### [What is asked]
Copy out all the records below, swapping every "a pin for each instance" for "one point per match" and leaving everything else the same.

[begin Data entries]

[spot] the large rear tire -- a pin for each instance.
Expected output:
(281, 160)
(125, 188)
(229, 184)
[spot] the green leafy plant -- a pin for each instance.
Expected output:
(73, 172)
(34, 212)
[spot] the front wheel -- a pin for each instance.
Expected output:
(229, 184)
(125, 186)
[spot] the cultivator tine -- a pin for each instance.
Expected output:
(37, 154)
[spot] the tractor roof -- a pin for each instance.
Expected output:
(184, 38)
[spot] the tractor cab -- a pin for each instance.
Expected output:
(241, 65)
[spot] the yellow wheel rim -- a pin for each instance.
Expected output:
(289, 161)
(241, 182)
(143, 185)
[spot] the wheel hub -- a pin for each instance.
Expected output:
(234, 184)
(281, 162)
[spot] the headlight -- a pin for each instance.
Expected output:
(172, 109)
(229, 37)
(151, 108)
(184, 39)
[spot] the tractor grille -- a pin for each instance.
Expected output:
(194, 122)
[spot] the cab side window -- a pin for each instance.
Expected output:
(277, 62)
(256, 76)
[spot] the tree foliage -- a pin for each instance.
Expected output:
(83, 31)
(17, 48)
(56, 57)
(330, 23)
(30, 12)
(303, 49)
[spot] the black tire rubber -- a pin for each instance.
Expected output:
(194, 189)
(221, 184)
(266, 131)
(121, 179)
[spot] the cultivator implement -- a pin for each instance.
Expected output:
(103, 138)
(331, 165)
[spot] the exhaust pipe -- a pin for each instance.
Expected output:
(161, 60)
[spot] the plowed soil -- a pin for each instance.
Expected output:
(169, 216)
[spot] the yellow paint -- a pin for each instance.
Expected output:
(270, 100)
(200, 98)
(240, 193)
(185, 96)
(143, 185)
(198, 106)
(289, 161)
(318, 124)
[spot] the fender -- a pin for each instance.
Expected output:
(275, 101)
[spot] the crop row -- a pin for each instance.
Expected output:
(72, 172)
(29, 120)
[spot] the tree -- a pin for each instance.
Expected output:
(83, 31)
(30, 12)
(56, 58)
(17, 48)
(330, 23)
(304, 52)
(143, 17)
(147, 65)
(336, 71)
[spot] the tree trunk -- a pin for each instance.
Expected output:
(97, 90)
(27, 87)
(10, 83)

[end Data entries]

### [Task output]
[spot] the large rear tire -- one point per match.
Expected output:
(281, 160)
(125, 188)
(229, 184)
[spot] the green leafy plant -- one point per match.
Expected output:
(73, 172)
(34, 212)
[spot] the front wheel -- one point per match.
Expected output:
(229, 184)
(125, 186)
[spot] the cultivator tine -- one point per match.
Expected output:
(37, 154)
[spot] the tractor roof -- one point per match.
Expected output:
(184, 38)
[spot] the tractor cab -- one point per match.
Expected output:
(241, 65)
[spot] the yellow wheel rim -- one point per match.
Expected output:
(289, 161)
(241, 182)
(143, 185)
[spot] the wheel hub -- one point per match.
Expected output:
(234, 184)
(281, 162)
[spot] the headlight -- one point per match.
Expected output:
(172, 109)
(229, 37)
(151, 108)
(184, 39)
[spot] the tractor grille -- one point per match.
Expected output:
(194, 122)
[spot] the cab side window -- one point per match.
Expected output:
(277, 62)
(256, 76)
[spot] the tree foliage -- one point per match.
Expected output:
(83, 31)
(17, 48)
(56, 57)
(330, 23)
(30, 12)
(303, 49)
[spot] the black tire rubber -- one point per match.
Expected output:
(194, 189)
(221, 184)
(266, 131)
(121, 179)
[spot] the cultivator implement -- one point per match.
Expected output:
(103, 138)
(331, 165)
[spot] the exhaust pipe -- one point per match.
Expected output:
(161, 60)
[spot] the plowed soil -- one point per match.
Expected output:
(169, 216)
[spot] the yellow paint -- one point per match.
Expected output:
(270, 100)
(200, 98)
(240, 193)
(185, 96)
(143, 185)
(198, 106)
(289, 161)
(318, 124)
[spot] the fender -- one point per match.
Expected output:
(275, 101)
[spot] the crop row -- one point per match.
Expected output:
(72, 172)
(29, 120)
[spot] the tree -- one point per match.
Expected output:
(83, 31)
(30, 12)
(56, 58)
(17, 48)
(330, 23)
(304, 52)
(143, 17)
(147, 65)
(336, 71)
[spot] the tree trunk -- one point per match.
Expected output:
(97, 90)
(27, 87)
(10, 83)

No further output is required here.